La perdita della libertà fisica, a cui agogna ogni essere umano, insieme a quella di pensiero, è una condizione senza dubbio dolorosa a cui non si pensa mai di potere imbattersi.
A causa di incidenti di percorso, a volte banali, a volte inspiegabili, a volte accaduti fatalmente oppure previsti o messi in conto -dipende dallo stile di vita, dalle frequentazioni, dalle inclinazioni verso il rischio, eccetera eccetera -, capita di non trovarsi più in quello stato di autonomia che sembrava naturalmente posseduto come un dato anagrafico. Capita in mille modi, insomma, di perdere la libertà. Per non avere saputo mantenerla nel suo giusto equilibrio.
A dirla in questo modo sembra semplice. Viene il dubbio - che ingenuità! - che non è così, semplicemente scorrendo le decine e decine di definizioni coniate in proposito, da tempo immemorabile e in quello odierno, da filosofi, scrittori, poeti, prosatori, cantautori di tutto il mondo, oltre che uomini di chiesa e tanti altri. I quali hanno cercato di concettualizzarla nelle loro frasi o nei loro componimenti, trasferendovi sensazioni che, tuttavia, scaturiscono dal sentirsi liberi.
Chi vive nella condizione di non avere più la propria libertà, forse troverà sollievo leggendo le riflessioni di chi le ha elaborate, ma certo non può condividere una situazione che toglie il sorriso perché condizionata da regole che esigono rispetto assoluto di un regolamento. Quello vigente non tra amici al bar, ma in una Casa Circondariale. In questo caso di Lecce.
Negli ambienti che la connotano non si verificano miracoli o trasmutazioni improvvise degli accadimenti umani che sottostanno ad un corso esclusivamente di natura giurisprudenziale. Tutt’al più, da parte dei detenuti/e può verificarsi un ripensamento, una riflessione, un ravvedimento quale risultato di un’introspezione lenta, incessante, impercettibile…voluta, cercata, giunta talvolta come una folgorazione. Forse tutto aiuta a lenire uno stato costante di disperazione o, viceversa, di rassegnazione.
Tra le mura di un carcere non vi sono terapie salvifiche che cadono dal cielo. Un rimedio però vi circola, anche se non lo ha prescritto il medico né si trova in commercio. Da almeno sei anni ne fanno uso le detenute. Qual è? Un programma di attività che possono seguire grazie alla appassionata partecipazione dei volontari che, superando l’iniziale atteggiamento di diffidenza condita con una buona manciata di indifferenza, hanno saputo ricevere ascolto, attenzione, dialogo e partecipazione a diversi progetti di scrittura, lettura, poesia e musica. Basti dire che lo scorso anno il gruppo delle detenute della Casa Circondariale di Lecce ha ottenuto il primo premio e due secondi primi premi per varie sezioni, tra cui una di poesia visiva avendo partecipato ad un concorso nazionale. Di più. Una delle loro storie ha ispirato un cortometraggio “Mani Tese”, realizzato da un progetto scritto da Ornella Curci e la collaborazione Maria Antonietta Quarta, per la regia di Valeria Marrella che, per un bando di concorso bandito a livello nazionale, ha ricevuto il 1° premio.

○ ○ ○ ○

= Attività da svolgere =
(A) Ricopi dal testo della pagina il passo che va da «Chi vive nella» a «caso di Lecce.».
(B) Secondo il testo della pagina, da quanto tempo le detenute fanno uso del rimedio che circola in carcere?
(C) Indichi tutti gli ambiti dei progetti a cui le detenute partecipano grazie ai volontari, come riportati nel testo della pagina.
Le voci che seguono non hanno alcun legame con il testo della pagina.

○ ○ ○ ○

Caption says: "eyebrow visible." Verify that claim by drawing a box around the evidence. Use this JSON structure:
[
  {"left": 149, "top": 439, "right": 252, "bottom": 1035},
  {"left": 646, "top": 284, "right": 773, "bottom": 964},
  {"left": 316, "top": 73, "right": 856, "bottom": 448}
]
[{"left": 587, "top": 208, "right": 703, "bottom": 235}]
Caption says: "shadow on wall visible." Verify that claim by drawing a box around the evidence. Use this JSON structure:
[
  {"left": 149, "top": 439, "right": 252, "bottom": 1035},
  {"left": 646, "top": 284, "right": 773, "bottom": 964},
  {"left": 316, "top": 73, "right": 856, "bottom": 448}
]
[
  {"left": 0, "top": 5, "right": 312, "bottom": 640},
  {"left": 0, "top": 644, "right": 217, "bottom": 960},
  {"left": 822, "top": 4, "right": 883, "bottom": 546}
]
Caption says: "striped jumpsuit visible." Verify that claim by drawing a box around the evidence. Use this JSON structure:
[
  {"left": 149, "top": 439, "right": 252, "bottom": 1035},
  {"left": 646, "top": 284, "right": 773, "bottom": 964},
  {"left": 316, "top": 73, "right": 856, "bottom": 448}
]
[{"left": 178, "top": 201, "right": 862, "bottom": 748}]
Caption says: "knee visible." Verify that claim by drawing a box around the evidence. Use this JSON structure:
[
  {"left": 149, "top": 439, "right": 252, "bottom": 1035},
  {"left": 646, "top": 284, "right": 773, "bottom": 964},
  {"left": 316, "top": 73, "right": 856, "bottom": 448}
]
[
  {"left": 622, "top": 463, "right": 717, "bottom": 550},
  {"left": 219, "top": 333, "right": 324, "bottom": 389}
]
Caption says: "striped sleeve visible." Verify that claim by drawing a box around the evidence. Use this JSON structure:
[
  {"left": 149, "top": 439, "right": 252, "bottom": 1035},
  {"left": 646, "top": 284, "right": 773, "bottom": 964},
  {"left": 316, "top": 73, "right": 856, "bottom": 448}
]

○ ○ ○ ○

= Soluzioni delle attività =
(A)
Chi vive nella condizione di non avere più la propria libertà, forse troverà sollievo leggendo le riflessioni di chi le ha elaborate, ma certo non può condividere una situazione che toglie il sorriso perché condizionata da regole che esigono rispetto assoluto di un regolamento. Quello vigente non tra amici al bar, ma in una Casa Circondariale. In questo caso di Lecce.

(B) Da almeno sei anni.

(C) Scrittura, lettura, poesia e musica.